# start of EXTRACTED INFORMATION

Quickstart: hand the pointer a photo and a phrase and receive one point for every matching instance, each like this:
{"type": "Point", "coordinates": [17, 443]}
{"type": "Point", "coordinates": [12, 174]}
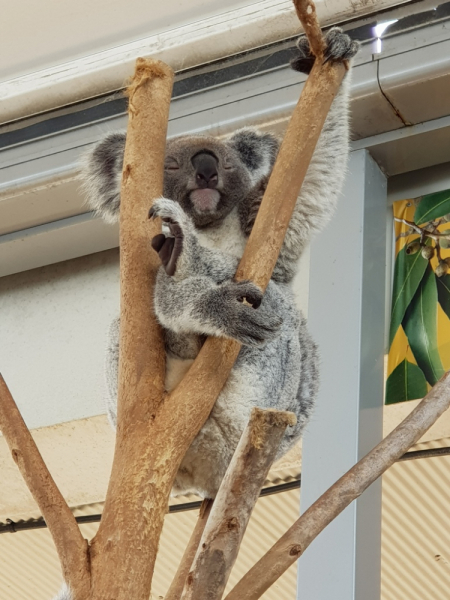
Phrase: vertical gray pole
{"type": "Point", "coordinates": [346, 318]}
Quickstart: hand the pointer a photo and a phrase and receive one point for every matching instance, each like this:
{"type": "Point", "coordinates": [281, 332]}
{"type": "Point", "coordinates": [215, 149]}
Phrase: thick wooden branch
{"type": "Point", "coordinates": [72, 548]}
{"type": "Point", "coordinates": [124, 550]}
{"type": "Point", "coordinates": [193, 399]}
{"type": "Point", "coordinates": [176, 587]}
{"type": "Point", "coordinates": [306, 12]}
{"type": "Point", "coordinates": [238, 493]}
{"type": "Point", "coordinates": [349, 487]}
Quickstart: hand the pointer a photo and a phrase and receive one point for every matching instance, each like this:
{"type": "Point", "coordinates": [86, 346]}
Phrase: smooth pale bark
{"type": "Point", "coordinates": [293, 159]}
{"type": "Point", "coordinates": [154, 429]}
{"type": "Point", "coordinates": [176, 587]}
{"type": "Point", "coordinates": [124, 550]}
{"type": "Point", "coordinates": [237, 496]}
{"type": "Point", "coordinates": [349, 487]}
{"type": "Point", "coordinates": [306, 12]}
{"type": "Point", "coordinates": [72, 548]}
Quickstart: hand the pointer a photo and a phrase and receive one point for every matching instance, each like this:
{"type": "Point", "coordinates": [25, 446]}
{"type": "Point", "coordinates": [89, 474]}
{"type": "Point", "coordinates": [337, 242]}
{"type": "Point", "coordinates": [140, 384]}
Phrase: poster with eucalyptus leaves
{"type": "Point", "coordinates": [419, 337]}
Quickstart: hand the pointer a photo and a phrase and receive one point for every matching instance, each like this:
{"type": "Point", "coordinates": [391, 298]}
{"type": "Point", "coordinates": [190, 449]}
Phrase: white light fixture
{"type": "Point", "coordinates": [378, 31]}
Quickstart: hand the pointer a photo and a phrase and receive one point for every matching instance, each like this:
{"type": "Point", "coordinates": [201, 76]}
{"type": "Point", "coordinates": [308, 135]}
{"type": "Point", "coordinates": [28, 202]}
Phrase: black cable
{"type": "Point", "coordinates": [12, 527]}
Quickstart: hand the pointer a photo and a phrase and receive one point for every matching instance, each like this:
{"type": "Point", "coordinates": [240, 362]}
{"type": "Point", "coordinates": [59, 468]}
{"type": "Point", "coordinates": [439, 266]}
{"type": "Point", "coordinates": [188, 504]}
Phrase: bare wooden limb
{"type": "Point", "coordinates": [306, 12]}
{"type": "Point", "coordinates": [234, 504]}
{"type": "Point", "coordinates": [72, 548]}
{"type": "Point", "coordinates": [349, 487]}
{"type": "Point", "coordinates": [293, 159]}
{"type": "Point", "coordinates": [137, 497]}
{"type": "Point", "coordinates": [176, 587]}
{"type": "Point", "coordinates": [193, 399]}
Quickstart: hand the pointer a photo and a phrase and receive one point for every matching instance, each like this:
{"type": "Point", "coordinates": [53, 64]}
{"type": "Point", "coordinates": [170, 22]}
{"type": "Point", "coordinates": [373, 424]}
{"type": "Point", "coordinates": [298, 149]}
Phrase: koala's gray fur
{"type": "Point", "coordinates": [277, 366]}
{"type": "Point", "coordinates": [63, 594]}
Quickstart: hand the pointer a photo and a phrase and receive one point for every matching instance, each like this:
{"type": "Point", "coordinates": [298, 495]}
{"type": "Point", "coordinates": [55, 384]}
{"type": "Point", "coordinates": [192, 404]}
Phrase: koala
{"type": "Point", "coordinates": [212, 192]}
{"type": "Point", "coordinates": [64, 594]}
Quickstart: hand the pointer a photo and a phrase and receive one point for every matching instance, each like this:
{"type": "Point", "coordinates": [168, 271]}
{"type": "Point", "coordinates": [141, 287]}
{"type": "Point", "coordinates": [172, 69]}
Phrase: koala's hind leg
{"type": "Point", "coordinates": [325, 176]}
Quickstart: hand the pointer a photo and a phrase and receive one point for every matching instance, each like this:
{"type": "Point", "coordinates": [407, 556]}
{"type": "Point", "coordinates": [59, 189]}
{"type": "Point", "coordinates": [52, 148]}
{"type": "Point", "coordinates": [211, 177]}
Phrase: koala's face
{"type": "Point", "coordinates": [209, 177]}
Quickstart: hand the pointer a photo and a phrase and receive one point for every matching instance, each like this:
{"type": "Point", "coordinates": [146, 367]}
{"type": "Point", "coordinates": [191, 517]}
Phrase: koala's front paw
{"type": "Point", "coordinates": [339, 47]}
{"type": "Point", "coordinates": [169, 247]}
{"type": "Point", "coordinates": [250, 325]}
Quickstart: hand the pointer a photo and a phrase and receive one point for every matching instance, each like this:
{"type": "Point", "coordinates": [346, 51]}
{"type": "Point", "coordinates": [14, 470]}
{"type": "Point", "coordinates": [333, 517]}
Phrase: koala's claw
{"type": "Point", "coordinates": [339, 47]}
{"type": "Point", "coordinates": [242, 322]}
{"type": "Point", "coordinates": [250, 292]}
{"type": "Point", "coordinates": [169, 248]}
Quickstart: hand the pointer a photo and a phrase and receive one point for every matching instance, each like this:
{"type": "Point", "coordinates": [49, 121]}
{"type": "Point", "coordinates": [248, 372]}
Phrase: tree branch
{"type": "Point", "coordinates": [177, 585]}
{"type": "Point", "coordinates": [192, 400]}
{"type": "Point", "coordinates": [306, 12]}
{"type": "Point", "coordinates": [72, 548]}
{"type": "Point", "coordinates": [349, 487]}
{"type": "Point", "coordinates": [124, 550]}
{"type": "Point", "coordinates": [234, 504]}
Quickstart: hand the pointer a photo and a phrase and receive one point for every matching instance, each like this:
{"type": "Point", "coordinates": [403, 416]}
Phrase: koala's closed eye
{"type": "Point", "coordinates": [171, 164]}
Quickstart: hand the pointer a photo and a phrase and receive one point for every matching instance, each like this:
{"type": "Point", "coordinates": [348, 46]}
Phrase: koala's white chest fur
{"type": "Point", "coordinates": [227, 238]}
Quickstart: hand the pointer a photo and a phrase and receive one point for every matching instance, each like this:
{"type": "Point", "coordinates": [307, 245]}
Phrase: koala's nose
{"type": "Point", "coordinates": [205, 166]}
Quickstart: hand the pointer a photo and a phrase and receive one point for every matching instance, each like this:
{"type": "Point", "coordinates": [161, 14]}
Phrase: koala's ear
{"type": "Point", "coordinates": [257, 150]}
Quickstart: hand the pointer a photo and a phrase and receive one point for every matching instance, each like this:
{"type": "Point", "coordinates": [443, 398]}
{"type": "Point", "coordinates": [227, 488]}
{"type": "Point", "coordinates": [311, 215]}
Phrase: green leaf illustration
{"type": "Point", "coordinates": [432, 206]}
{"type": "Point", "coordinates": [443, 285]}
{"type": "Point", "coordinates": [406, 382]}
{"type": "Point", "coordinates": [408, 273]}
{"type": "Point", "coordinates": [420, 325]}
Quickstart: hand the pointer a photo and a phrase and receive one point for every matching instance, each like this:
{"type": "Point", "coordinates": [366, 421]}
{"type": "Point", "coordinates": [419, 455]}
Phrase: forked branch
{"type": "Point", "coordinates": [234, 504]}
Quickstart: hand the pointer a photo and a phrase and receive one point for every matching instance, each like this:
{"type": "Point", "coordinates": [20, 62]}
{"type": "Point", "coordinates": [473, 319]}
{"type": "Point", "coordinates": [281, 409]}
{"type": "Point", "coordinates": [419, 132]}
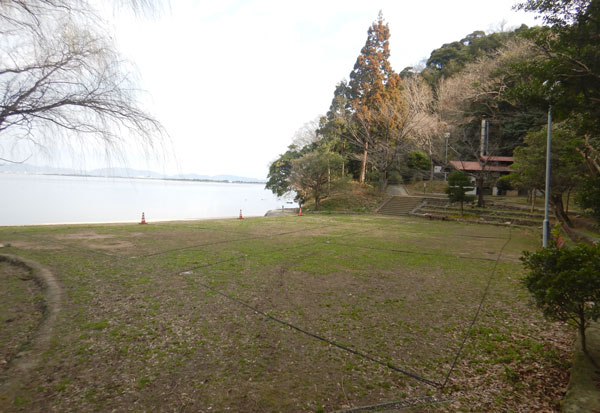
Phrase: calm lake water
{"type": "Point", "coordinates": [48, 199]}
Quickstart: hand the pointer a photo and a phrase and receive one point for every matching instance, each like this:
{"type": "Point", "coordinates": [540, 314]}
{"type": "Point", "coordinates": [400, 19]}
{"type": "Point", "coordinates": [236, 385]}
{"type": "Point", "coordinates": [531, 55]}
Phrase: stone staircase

# end of EXTRACTED INFORMATION

STATED TASK:
Count the lines in the rows above that contain the string "branch", treating uppercase and lowercase as different. Give only the number.

EXERCISE SOLUTION:
3